start

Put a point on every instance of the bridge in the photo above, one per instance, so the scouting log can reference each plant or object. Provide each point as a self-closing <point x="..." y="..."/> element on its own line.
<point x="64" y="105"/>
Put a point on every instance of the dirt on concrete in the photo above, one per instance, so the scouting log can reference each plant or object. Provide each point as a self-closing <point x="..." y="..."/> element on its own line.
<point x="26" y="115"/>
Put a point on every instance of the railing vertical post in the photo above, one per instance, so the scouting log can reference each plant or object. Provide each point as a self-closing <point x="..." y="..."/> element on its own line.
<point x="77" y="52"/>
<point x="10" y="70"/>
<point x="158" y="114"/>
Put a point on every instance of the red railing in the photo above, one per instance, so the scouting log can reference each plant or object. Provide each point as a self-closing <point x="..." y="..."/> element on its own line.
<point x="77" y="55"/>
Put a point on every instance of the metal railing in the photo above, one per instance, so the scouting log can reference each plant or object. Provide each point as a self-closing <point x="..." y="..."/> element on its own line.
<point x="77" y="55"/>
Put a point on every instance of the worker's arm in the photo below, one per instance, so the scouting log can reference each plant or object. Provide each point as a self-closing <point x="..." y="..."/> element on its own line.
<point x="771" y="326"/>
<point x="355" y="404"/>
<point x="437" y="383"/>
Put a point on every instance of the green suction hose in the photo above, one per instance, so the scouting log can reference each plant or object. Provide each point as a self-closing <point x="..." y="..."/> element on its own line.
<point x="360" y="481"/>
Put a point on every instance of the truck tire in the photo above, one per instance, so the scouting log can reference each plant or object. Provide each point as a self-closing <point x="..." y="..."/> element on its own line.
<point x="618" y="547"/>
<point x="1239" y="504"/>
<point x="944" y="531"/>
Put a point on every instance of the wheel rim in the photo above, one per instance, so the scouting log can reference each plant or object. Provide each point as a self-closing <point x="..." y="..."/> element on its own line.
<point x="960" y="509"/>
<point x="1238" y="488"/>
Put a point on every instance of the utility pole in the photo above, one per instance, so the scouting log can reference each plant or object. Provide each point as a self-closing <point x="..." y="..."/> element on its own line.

end

### The problem
Copy out all the entries above word for word, changing nothing.

### Answer to this problem
Put a point on every instance of the bridge in the photo above, one per instance, so the scouting log can reference each plant or object. Provide each point as a self-closing <point x="..." y="..."/> element on its own line.
<point x="64" y="105"/>
Put a point on every instance of the dirt on concrete in the photo above, one per instance, so the scouting log can reference each plant or object. Provide each point as a self-closing <point x="..." y="..."/> element on its own line.
<point x="26" y="115"/>
Put a point on every instance of the railing vertical post in the photo above, one per instance, so the scouting log can reference each plant or object. Provide each point as a self-closing <point x="..." y="..."/> element on its own line.
<point x="77" y="52"/>
<point x="10" y="70"/>
<point x="158" y="114"/>
Put a point on every instance of the red railing in the photo above, one per instance, so the scouting log can reference each plant or object. Provide each point as a self-closing <point x="..." y="..."/> element on its own line.
<point x="77" y="55"/>
Put a point on every instance of the metal railing in the photo above, one per instance, so the scouting log can reference each plant or object. Provide each point as a self-closing <point x="..." y="..."/> element on its own line.
<point x="77" y="55"/>
Put a point on every instance of the worker's arm in the photo below, one per instance, so the scouting log can reference each plant or object. Provide each point as a self-closing <point x="..." y="..."/> element on its own line.
<point x="771" y="326"/>
<point x="355" y="404"/>
<point x="437" y="383"/>
Put a point on every instance of the green suction hose in the photo above, one per instance, so the scouting log can reference each plant or object. Provide each point as a self-closing <point x="..." y="..."/> element on its own line.
<point x="360" y="481"/>
Put a point on every instance of the truck tire in the photo above, one per instance, so the scouting log can reference each plant or object. Provide each point as a self-closing <point x="..." y="..."/> element on its own line.
<point x="618" y="547"/>
<point x="1239" y="504"/>
<point x="944" y="531"/>
Put a point on every instance of the wheel rim in the photo above, one per instance, so the scouting log can reference each plant or object. Provide each point as a self-closing <point x="..." y="..."/> element on its own line.
<point x="960" y="509"/>
<point x="1238" y="488"/>
Put a point on every instance of the utility pole in the photo above, one per instance, so the scouting log can reference each plant or object. Provide each point as a self-closing <point x="..." y="..."/> element on its own line.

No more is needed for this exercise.